** START OF Entries supplied **

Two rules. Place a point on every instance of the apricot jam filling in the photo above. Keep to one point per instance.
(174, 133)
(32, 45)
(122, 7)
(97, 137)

** END OF Entries supplied **

▶ Set problem
Pick out each line above that contains the word "every" and copy those lines.

▶ The solution
Two rules. Place a point on every instance of the apricot jam filling in the photo above. Keep to one point per instance.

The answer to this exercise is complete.